WRITTEN EXERCISE:
The records below must be copied in full; omit the images.

### MATERIAL PROVIDED

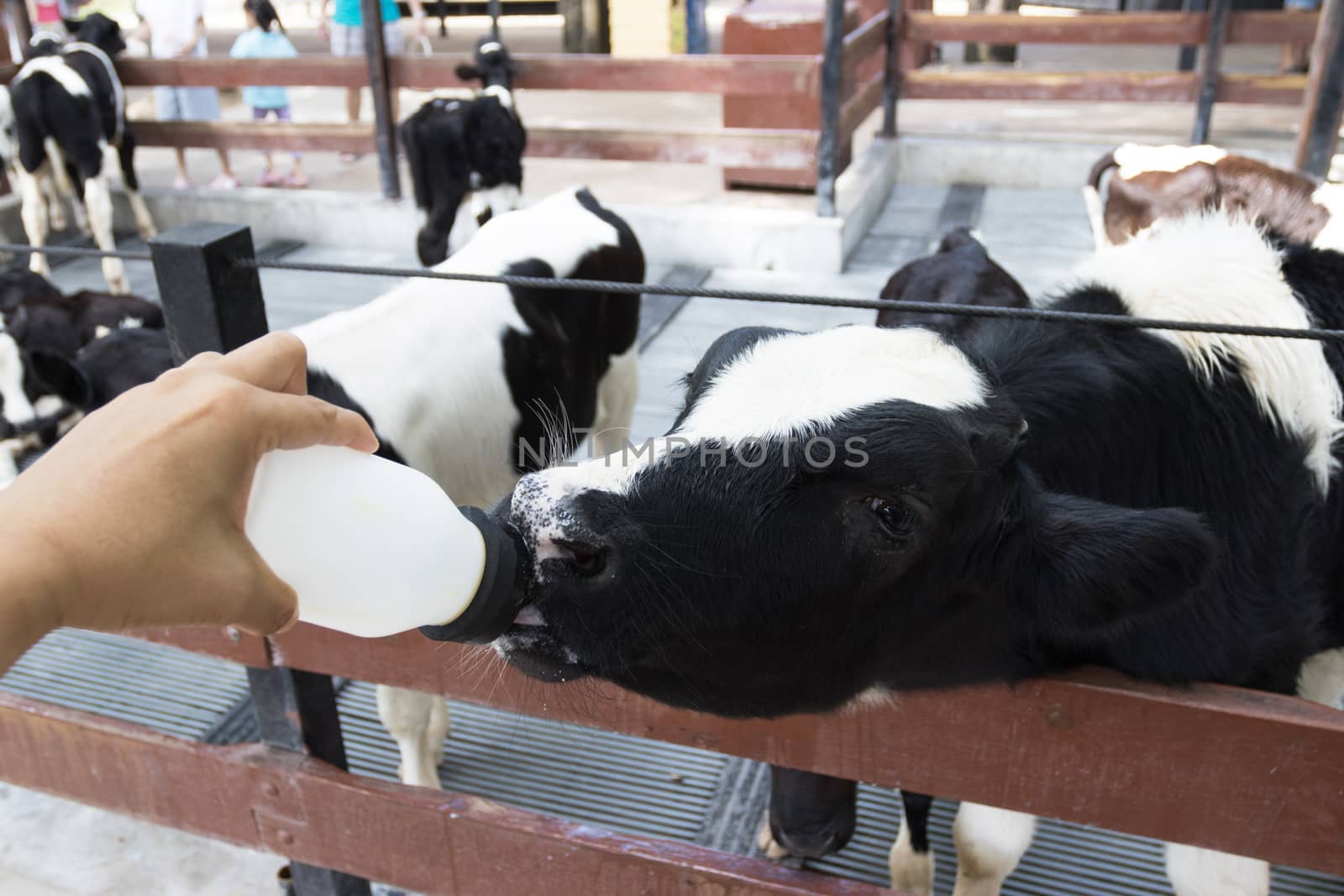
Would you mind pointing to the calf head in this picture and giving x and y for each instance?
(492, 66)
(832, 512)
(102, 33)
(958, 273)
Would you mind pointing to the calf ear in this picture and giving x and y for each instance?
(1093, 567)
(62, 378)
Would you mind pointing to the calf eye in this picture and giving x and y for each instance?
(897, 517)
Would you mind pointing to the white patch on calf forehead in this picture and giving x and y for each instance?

######

RESULT OF THE TASK:
Would you mind pointing to the calf head in this picture and giving x and y for each instance?
(492, 66)
(832, 512)
(102, 33)
(958, 273)
Would you mind pointing to the calf ear in this picture and giving x and y for each instance?
(1093, 567)
(62, 378)
Would you mind pointing to the calf eye in this picture and giving x and y for each instance?
(897, 517)
Would you mind pointing to the white patch on calf forehead in this picture and giving x and y for each instance?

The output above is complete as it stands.